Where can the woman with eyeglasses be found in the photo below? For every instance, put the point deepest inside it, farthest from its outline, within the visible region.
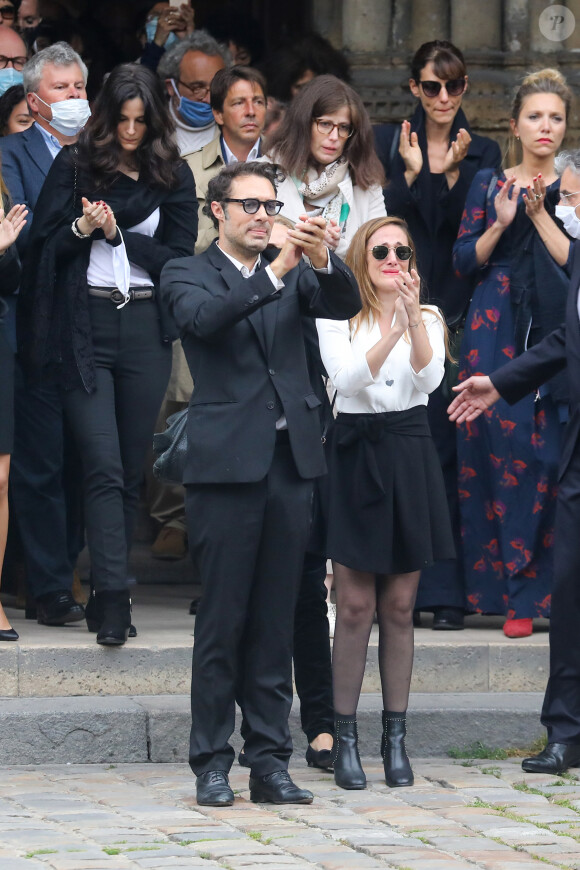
(510, 245)
(430, 162)
(325, 146)
(113, 210)
(387, 516)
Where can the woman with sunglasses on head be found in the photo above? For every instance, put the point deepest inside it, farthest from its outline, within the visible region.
(113, 210)
(325, 146)
(430, 162)
(510, 242)
(388, 516)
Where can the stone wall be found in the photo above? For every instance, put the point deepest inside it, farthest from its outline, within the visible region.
(501, 42)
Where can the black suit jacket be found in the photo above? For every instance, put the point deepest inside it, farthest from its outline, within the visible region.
(245, 348)
(559, 349)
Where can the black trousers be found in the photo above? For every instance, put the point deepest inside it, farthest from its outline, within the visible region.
(247, 542)
(561, 709)
(113, 427)
(44, 488)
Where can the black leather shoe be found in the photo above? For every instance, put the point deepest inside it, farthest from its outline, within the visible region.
(278, 788)
(555, 758)
(348, 772)
(448, 619)
(58, 608)
(321, 758)
(395, 759)
(242, 759)
(213, 789)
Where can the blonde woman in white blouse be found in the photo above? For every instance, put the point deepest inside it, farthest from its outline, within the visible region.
(388, 514)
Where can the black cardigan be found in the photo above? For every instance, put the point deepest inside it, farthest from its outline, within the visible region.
(434, 226)
(53, 323)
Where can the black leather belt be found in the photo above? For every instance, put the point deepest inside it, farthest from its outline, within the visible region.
(115, 295)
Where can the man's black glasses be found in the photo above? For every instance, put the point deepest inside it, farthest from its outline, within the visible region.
(252, 206)
(454, 87)
(402, 252)
(17, 62)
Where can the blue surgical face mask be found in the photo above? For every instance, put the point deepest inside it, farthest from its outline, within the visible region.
(151, 27)
(193, 114)
(8, 77)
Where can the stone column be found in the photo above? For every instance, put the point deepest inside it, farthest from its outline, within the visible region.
(430, 21)
(366, 25)
(476, 25)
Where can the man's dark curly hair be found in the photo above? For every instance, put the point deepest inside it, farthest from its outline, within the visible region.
(220, 185)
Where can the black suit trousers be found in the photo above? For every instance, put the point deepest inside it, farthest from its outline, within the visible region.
(561, 710)
(247, 541)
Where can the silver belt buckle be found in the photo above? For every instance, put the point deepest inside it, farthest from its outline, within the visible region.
(116, 296)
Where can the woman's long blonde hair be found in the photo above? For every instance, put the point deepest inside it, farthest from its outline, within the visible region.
(356, 260)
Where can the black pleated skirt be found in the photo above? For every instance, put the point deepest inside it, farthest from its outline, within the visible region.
(6, 393)
(387, 508)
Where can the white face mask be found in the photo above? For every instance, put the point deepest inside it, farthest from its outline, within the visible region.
(68, 116)
(567, 214)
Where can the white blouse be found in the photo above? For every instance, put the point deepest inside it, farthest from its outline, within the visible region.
(396, 387)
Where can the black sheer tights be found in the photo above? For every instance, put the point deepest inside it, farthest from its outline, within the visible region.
(358, 595)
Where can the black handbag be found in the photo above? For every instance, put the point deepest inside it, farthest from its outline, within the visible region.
(170, 448)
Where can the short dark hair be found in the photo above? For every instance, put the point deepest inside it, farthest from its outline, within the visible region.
(290, 142)
(226, 78)
(220, 185)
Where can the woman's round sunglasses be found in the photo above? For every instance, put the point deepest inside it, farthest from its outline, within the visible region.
(402, 252)
(454, 87)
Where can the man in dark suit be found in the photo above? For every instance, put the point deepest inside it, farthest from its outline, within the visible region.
(254, 450)
(48, 531)
(560, 349)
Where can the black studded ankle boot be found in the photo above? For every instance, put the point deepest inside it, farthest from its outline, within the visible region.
(348, 772)
(396, 761)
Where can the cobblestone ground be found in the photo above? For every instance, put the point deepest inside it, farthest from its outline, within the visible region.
(458, 816)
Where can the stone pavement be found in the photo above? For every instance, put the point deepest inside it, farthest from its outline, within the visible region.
(460, 815)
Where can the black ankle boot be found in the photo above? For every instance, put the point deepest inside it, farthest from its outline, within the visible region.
(348, 772)
(397, 767)
(116, 624)
(95, 613)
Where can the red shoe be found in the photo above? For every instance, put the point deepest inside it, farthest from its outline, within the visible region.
(518, 627)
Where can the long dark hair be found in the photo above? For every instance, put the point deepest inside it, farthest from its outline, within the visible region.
(157, 158)
(290, 142)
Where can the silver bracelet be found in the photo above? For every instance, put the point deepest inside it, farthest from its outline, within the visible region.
(77, 232)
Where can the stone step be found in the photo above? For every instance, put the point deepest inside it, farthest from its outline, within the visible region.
(51, 661)
(155, 728)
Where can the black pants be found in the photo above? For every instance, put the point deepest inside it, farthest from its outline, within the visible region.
(247, 542)
(561, 709)
(312, 661)
(113, 427)
(45, 490)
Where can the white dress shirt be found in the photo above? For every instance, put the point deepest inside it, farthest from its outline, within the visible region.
(397, 386)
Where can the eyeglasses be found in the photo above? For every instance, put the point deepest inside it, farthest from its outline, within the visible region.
(402, 252)
(17, 62)
(454, 87)
(199, 89)
(252, 206)
(327, 127)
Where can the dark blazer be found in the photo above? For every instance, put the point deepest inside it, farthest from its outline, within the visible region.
(245, 348)
(434, 223)
(26, 161)
(559, 349)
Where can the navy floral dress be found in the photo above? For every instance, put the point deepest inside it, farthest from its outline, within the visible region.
(507, 457)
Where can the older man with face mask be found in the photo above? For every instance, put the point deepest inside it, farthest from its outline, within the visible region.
(188, 69)
(43, 489)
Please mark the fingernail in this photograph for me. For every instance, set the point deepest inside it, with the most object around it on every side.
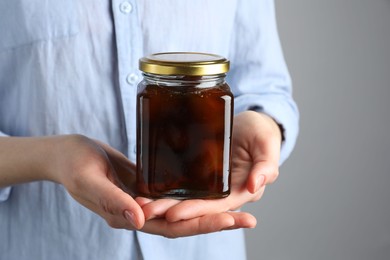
(130, 217)
(260, 182)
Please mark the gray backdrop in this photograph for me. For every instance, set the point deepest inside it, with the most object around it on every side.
(331, 200)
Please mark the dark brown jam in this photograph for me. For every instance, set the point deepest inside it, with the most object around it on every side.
(184, 139)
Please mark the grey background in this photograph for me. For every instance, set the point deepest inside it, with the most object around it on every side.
(331, 200)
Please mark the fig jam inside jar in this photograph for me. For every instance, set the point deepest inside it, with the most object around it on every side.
(184, 126)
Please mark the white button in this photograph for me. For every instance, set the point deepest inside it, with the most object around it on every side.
(132, 78)
(126, 7)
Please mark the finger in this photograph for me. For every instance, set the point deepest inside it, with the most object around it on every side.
(142, 201)
(117, 207)
(189, 209)
(158, 208)
(262, 173)
(202, 225)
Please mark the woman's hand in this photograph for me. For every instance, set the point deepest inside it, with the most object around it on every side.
(94, 173)
(255, 163)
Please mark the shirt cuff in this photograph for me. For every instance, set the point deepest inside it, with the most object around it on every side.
(284, 113)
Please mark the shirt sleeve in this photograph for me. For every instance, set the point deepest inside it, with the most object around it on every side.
(6, 191)
(259, 76)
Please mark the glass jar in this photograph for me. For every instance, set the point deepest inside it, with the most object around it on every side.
(184, 126)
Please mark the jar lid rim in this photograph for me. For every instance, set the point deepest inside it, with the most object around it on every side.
(184, 63)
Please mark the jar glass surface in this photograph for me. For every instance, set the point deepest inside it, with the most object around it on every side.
(184, 126)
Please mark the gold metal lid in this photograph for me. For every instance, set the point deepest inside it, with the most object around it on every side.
(184, 63)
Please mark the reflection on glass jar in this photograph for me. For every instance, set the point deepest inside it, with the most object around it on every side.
(184, 124)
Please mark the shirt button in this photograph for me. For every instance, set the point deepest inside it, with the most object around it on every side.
(132, 78)
(126, 7)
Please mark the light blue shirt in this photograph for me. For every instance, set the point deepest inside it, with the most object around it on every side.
(72, 67)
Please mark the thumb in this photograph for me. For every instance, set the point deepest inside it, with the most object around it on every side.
(106, 199)
(262, 173)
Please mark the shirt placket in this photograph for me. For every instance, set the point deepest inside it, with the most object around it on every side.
(129, 50)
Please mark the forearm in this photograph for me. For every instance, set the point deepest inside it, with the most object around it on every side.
(25, 159)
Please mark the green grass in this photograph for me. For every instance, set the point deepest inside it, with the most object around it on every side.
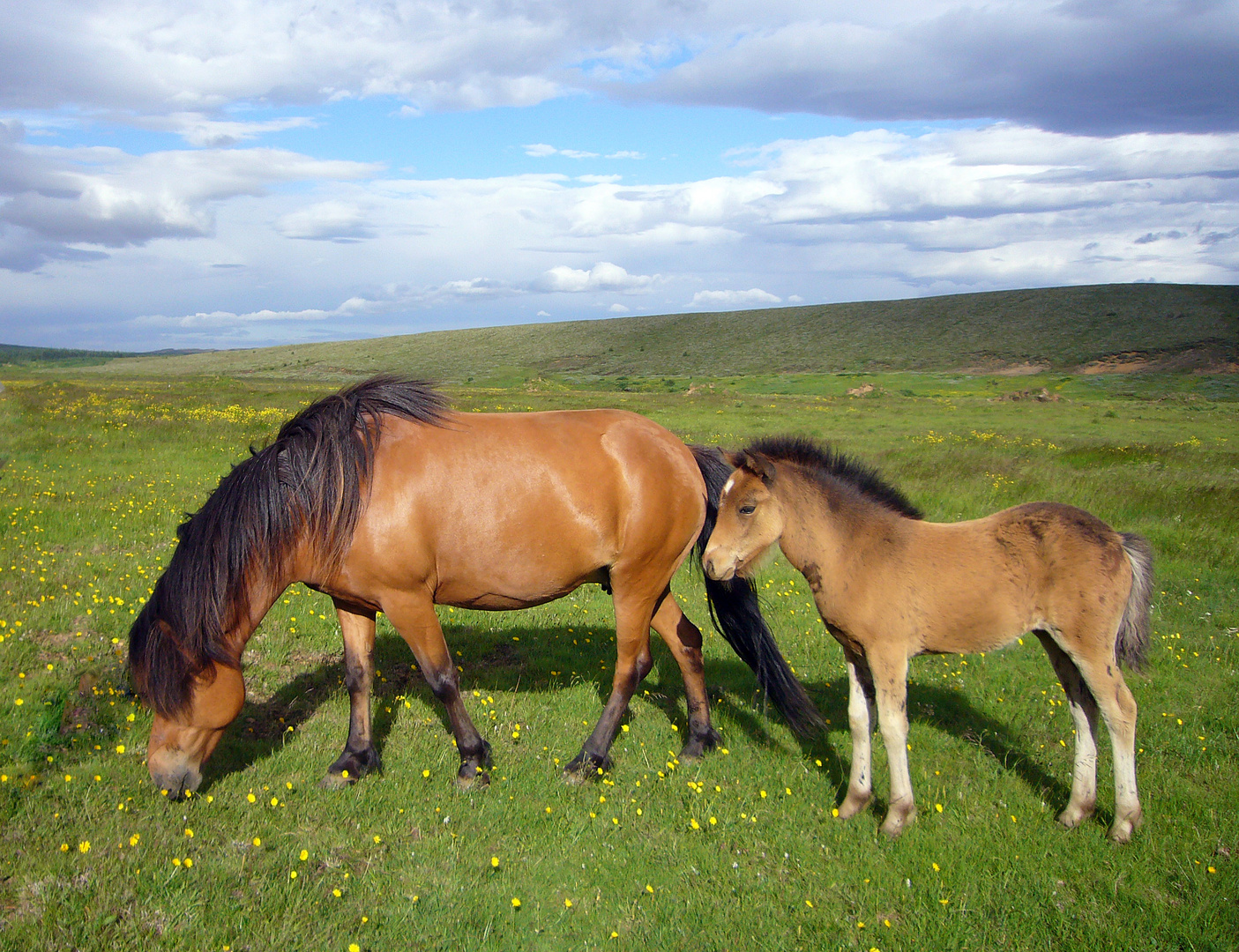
▬▬▬
WHAT IS EXPECTED:
Gather every line of the items above that contains the string "mask", matching case exactly.

WRITTEN ANSWER:
Where can the blue surgical face mask be found in the photo above? For every instance, put the point deepest inside it, farthest from its outline, within the visible region.
Where can the white face mask be found in the photo above? For every instance, put the point deepest inside it, farthest from its outline, within the visible region.
Where can the older man with face mask be found in the photo above? For every instance, put the point deepest inside it, farthest from its outline, within the visible region.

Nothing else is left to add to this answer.